_EXERCISE MATERIALS_.
((

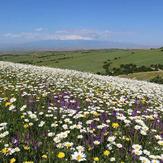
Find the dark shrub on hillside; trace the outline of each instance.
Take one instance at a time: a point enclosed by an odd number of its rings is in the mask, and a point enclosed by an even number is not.
[[[156,76],[153,79],[151,79],[150,82],[163,84],[163,78],[161,78],[160,76]]]

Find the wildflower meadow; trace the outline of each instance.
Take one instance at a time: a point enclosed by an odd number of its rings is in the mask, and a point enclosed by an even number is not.
[[[0,163],[162,163],[163,86],[0,62]]]

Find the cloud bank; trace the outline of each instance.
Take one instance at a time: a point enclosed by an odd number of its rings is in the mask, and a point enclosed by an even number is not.
[[[71,29],[56,30],[54,32],[44,31],[42,27],[36,28],[33,32],[5,33],[1,38],[17,41],[38,41],[38,40],[110,40],[114,36],[131,35],[131,32],[113,32],[109,30],[88,30]]]

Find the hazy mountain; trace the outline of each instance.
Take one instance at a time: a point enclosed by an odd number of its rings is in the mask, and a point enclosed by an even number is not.
[[[66,50],[66,49],[102,49],[102,48],[149,48],[132,43],[97,40],[44,40],[23,44],[0,44],[0,50]]]

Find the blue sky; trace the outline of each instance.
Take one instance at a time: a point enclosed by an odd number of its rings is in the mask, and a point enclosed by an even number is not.
[[[163,45],[163,0],[0,0],[0,43],[109,40]]]

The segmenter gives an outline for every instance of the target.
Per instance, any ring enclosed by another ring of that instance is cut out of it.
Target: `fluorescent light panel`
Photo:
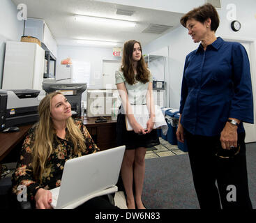
[[[98,41],[98,40],[77,40],[77,43],[88,44],[88,45],[107,45],[107,46],[116,46],[118,43],[110,41]]]
[[[136,26],[136,22],[135,22],[108,19],[100,17],[75,15],[75,19],[77,21],[82,21],[87,23],[93,23],[101,25],[128,27],[134,27]]]

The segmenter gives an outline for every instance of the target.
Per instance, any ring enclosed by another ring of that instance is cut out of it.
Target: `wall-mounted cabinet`
[[[57,56],[57,44],[45,22],[28,18],[25,22],[24,36],[37,38],[43,42],[54,57]]]
[[[37,43],[7,41],[3,89],[42,90],[44,59]]]

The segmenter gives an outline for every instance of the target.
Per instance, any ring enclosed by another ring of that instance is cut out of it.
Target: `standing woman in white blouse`
[[[140,43],[127,41],[123,45],[121,69],[116,72],[116,84],[122,101],[117,116],[117,144],[126,146],[121,174],[128,209],[145,208],[142,193],[146,148],[159,144],[156,130],[153,129],[156,116],[152,82],[152,75],[142,56]],[[146,105],[150,113],[146,129],[136,121],[131,107],[133,105]],[[125,115],[133,131],[126,130]],[[133,191],[133,180],[135,192]]]

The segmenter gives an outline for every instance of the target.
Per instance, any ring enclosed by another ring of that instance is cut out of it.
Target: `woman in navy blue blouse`
[[[216,37],[219,17],[211,4],[188,12],[181,24],[201,42],[186,59],[176,131],[179,141],[187,141],[200,208],[220,208],[221,201],[223,208],[252,208],[243,126],[253,123],[246,51]]]

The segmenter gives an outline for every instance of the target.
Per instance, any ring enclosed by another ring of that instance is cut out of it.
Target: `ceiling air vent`
[[[129,11],[128,10],[123,10],[123,9],[116,9],[116,15],[128,15],[128,16],[131,16],[134,12],[133,11]]]
[[[160,34],[172,27],[172,26],[170,26],[158,25],[156,24],[150,24],[148,27],[146,27],[144,31],[142,31],[142,33]]]
[[[206,0],[205,1],[212,4],[215,8],[221,8],[220,0]]]

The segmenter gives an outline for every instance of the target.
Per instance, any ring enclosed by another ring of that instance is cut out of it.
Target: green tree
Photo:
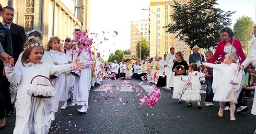
[[[141,49],[141,59],[145,60],[149,56],[149,48],[146,39],[143,38],[142,40],[137,42],[136,45],[136,53],[139,58],[139,49]]]
[[[217,0],[191,0],[188,4],[180,5],[174,1],[174,13],[170,16],[174,22],[164,26],[166,32],[177,33],[176,38],[184,41],[192,48],[196,45],[200,48],[209,49],[219,41],[219,30],[230,25],[229,18],[235,12],[225,14],[219,8]]]
[[[242,16],[237,20],[234,26],[234,38],[239,39],[246,55],[249,51],[250,41],[253,38],[251,33],[255,23],[252,18]]]
[[[121,50],[118,49],[116,50],[114,53],[113,52],[110,53],[109,56],[109,59],[108,59],[108,62],[114,61],[114,60],[116,60],[118,62],[123,61],[123,51]]]
[[[128,49],[127,50],[123,51],[123,54],[124,55],[131,55],[131,49]]]

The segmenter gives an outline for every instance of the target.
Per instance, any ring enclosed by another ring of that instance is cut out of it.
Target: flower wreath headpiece
[[[34,38],[35,37],[34,36],[31,36],[30,37],[29,37],[28,39],[28,41],[30,40],[30,39],[32,39],[33,38]],[[24,50],[30,48],[30,47],[36,47],[36,46],[41,46],[42,47],[43,47],[43,45],[41,44],[38,44],[38,43],[36,43],[34,44],[30,44],[30,45],[27,45],[26,46],[24,46]]]
[[[28,38],[29,37],[29,35],[30,35],[30,34],[31,34],[32,33],[33,33],[34,32],[38,32],[39,33],[40,33],[42,35],[43,35],[43,32],[42,32],[42,31],[39,30],[37,30],[37,29],[34,29],[34,30],[32,30],[29,32],[28,32],[27,33],[27,37]],[[29,40],[28,39],[28,40]]]
[[[59,39],[60,39],[60,37],[59,37],[59,36],[52,36],[52,37],[50,37],[50,38],[49,38],[49,41],[51,41],[51,40],[52,40],[52,38],[59,38]],[[61,40],[61,39],[60,39],[60,40]]]

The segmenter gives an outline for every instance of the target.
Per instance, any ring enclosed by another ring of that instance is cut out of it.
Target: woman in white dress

))

_OBJECTIVE_. Reproduce the entire listing above line for line, without any change, and omit the pictures.

_THE REPLY_.
Find the dark shrub on hillside; trace the outline of each instance.
Take one instance at a time: a point enclosed by an odd number of its rings is in the mask, and a point enclosed by an even number is not.
[[[156,76],[153,79],[151,79],[150,82],[163,84],[163,78],[161,78],[160,76]]]

Find the wildflower meadow; trace the outline of each instance.
Take one instance at a time: a point enclosed by an odd number of its rings is in the mask, and a point enclosed by an even number is not.
[[[0,163],[162,163],[163,86],[0,62]]]

Find the cloud bank; trace the outline of each instance.
Take one instance at a time: a point enclosed by an odd number of its rings is in the mask, and a point enclosed by an even number is not.
[[[71,29],[56,30],[54,32],[44,31],[42,27],[36,28],[33,32],[5,33],[1,38],[17,41],[38,41],[38,40],[110,40],[114,36],[131,35],[131,32],[113,32],[109,30],[88,30]]]

Find the hazy mountain; trace the outline of each instance.
Take one instance at a time: a point enclosed by an odd number of its rings is in the mask, and a point enclosed by an even number is not.
[[[66,50],[66,49],[102,49],[102,48],[149,48],[132,43],[97,40],[44,40],[23,44],[0,44],[0,50]]]

Find the blue sky; trace the outline of each instance.
Take one instance at a time: a point enclosed by an odd number of its rings is in the mask, and a point enclosed by an even number is not.
[[[163,45],[163,0],[0,0],[0,43],[109,40]]]

The segmenter gives an outline for every instance of the target.
Per instance, any ring enclosed by another ring of that instance is cut out of it.
Target: `fluorescent light panel`
Photo:
[[[98,41],[98,40],[77,40],[77,43],[88,44],[88,45],[107,45],[107,46],[116,46],[118,43],[110,41]]]
[[[136,26],[136,22],[135,22],[108,19],[100,17],[75,15],[75,19],[77,21],[82,21],[87,23],[93,23],[101,25],[128,27],[134,27]]]

The segmenter gives an outline for every instance of the target.
Per instance, any ring enclosed by another ring of that instance is cut out of it.
Target: `wall-mounted cabinet`
[[[57,56],[57,44],[45,22],[28,18],[25,22],[24,36],[37,38],[43,42],[54,57]]]
[[[37,43],[7,41],[3,89],[42,90],[44,59]]]

The segmenter gives an outline for every instance of the target.
Per instance, any ring enclosed by another ring of that instance is cut out of it.
Target: `standing woman in white blouse`
[[[140,43],[127,41],[123,45],[121,69],[116,72],[116,84],[122,101],[117,116],[117,144],[126,146],[121,174],[128,209],[145,208],[142,193],[146,148],[159,144],[156,130],[153,129],[156,116],[152,82],[152,75],[142,56]],[[146,105],[150,113],[146,129],[136,121],[131,107],[133,105]],[[125,115],[133,131],[126,130]],[[133,191],[133,180],[135,192]]]

The segmenter gives an outline for every instance of the target.
Per instance, any ring enclosed by another ring of that instance is cut out of it.
Target: `woman in navy blue blouse`
[[[216,37],[219,17],[211,4],[188,12],[181,24],[201,42],[186,59],[176,131],[179,141],[187,141],[200,208],[220,208],[221,201],[223,208],[252,208],[243,126],[253,123],[246,51]]]

The segmenter gives an outline for every instance of the target.
Per instance, any ring enclosed by another ring of that instance is cut out of it.
Target: `ceiling air vent`
[[[129,11],[128,10],[123,10],[123,9],[116,9],[116,15],[128,15],[128,16],[131,16],[134,12],[133,11]]]
[[[160,34],[172,27],[172,26],[170,26],[158,25],[156,24],[150,24],[148,27],[146,27],[144,31],[142,31],[142,33]]]
[[[206,0],[205,1],[212,4],[215,8],[221,8],[220,0]]]

The segmenter gives an outline for every instance of the target.
Per instance, any ring enclosed by another ring of that instance is cut out of it.
Target: green tree
Photo:
[[[141,49],[141,59],[145,60],[149,56],[149,48],[146,39],[143,38],[142,40],[137,42],[136,45],[136,53],[139,58],[139,49]]]
[[[217,0],[191,0],[188,4],[180,5],[174,1],[174,13],[170,16],[174,22],[164,26],[166,32],[177,33],[176,38],[184,41],[192,48],[196,45],[200,48],[209,49],[219,41],[219,30],[230,25],[229,18],[235,12],[225,14],[219,8]]]
[[[242,16],[237,20],[234,26],[234,38],[239,39],[246,55],[249,51],[250,41],[253,38],[251,33],[255,23],[252,18]]]
[[[121,50],[118,49],[116,50],[114,53],[113,52],[110,53],[109,56],[109,59],[108,59],[108,62],[114,61],[114,60],[116,60],[118,62],[123,61],[123,51]]]
[[[128,49],[127,50],[123,51],[123,54],[124,55],[131,55],[131,49]]]

The segmenter gives an outline for every instance of the target.
Per instance, any ring enclosed by another ring of that instance is cut out of it.
Target: flower wreath headpiece
[[[34,38],[35,37],[34,36],[31,36],[30,37],[29,37],[28,39],[28,41],[30,40],[30,39],[32,39],[33,38]],[[24,50],[30,48],[30,47],[36,47],[36,46],[41,46],[42,47],[43,47],[43,45],[41,44],[38,44],[38,43],[36,43],[34,44],[30,44],[30,45],[27,45],[26,46],[24,46]]]
[[[28,38],[29,37],[29,35],[30,35],[30,34],[31,34],[32,33],[33,33],[34,32],[38,32],[39,33],[40,33],[42,35],[43,35],[43,32],[42,32],[42,31],[39,30],[37,30],[37,29],[34,29],[34,30],[32,30],[29,32],[28,32],[27,33],[27,37]],[[29,40],[28,39],[28,40]]]
[[[59,39],[60,39],[60,37],[59,37],[59,36],[52,36],[52,37],[50,37],[50,38],[49,38],[49,41],[51,41],[51,40],[52,40],[52,38],[59,38]],[[61,40],[61,39],[60,39],[60,40]]]

The segmenter gives an outline for every instance of the target.
Per instance, any ring enclosed by another ring of that instance is cut out of it.
Target: woman in white dress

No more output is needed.